- [EXERCISE BRIEF]:
Each entry that follows must be output without any deviation.

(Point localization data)
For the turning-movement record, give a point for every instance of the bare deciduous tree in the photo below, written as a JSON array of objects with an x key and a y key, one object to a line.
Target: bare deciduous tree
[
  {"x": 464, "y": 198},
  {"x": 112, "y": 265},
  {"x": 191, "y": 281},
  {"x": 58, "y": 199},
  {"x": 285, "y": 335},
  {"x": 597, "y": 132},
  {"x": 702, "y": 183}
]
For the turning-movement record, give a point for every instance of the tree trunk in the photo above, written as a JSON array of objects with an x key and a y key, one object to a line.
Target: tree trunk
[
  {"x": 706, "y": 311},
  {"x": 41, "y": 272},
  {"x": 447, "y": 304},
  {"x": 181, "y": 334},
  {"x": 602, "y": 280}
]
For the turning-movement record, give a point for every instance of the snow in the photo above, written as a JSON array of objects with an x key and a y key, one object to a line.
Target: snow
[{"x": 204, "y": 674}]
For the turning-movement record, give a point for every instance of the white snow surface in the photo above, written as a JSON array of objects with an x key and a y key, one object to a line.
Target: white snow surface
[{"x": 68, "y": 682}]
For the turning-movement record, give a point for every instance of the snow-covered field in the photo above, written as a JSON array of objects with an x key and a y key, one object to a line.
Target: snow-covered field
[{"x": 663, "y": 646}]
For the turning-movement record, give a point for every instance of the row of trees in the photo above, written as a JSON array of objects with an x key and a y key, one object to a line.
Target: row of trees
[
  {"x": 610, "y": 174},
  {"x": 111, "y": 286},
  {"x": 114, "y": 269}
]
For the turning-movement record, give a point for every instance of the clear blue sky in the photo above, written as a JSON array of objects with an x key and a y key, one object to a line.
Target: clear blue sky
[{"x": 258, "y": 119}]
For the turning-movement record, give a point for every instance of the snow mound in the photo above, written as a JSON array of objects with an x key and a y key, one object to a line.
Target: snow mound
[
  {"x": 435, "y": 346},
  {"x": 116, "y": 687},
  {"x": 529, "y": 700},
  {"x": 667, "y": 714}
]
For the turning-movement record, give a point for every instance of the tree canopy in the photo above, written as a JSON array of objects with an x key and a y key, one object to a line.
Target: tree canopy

- [RESPONSE TO THE EXERCISE]:
For the turning-movement record, give a point for every instance of the bare deciduous tree in the photo below, written as a JSON array of objects with an x key and a y key, one object to a line.
Target: bare deciduous tree
[
  {"x": 464, "y": 198},
  {"x": 112, "y": 265},
  {"x": 191, "y": 281},
  {"x": 58, "y": 199},
  {"x": 285, "y": 335},
  {"x": 597, "y": 132},
  {"x": 702, "y": 183}
]
For the turning-movement record, give a point for every instance of the tree trunk in the photo above, written as a JSON array of objects with an x key and a y key, one object to a line.
Target: tree trunk
[
  {"x": 706, "y": 311},
  {"x": 41, "y": 272},
  {"x": 447, "y": 304},
  {"x": 181, "y": 334},
  {"x": 602, "y": 280}
]
For the turning-movement record, give a point for every instance of the snow in the photo above, written as a JSON array of objects with an x key and a y key, one object to a line.
Target: snow
[{"x": 204, "y": 674}]
For the turning-movement record, give a point for every instance of the white snow surface in the photo above, written as a JSON array of objects with an x key and a y key, one object to a line.
Target: white snow surface
[{"x": 68, "y": 682}]
For the turning-movement record, give a point for every instance of the snow-covered field in the photo above, written as a JSON array of objects with an x key and a y key, one object to a line.
Target: snow-covered field
[{"x": 663, "y": 646}]
For the turning-movement record, give a point for every instance of the row of trees in the photo above, written as a JSON array of objects with an x key and a y key, one object to a line.
Target: row of trees
[
  {"x": 610, "y": 174},
  {"x": 111, "y": 286},
  {"x": 114, "y": 269}
]
For the turning-movement record, give a point for every instance of the clear blue sky in the photo above, written as a JSON array of objects with an x key and a y key, one object to a line.
Target: clear blue sky
[{"x": 258, "y": 119}]
For the turning-movement record, give a point for every instance of the snow mound in the photo above, written as a JSON array of objects with an x key and a y key, one object to a line.
Target: snow mound
[
  {"x": 435, "y": 346},
  {"x": 116, "y": 687},
  {"x": 529, "y": 700},
  {"x": 667, "y": 714}
]
For the turning-movement record, give a point for every instance of the tree canopy in the photo above, written as a JSON array of objects with an x key and a y key, one object to a line.
Target: tree canopy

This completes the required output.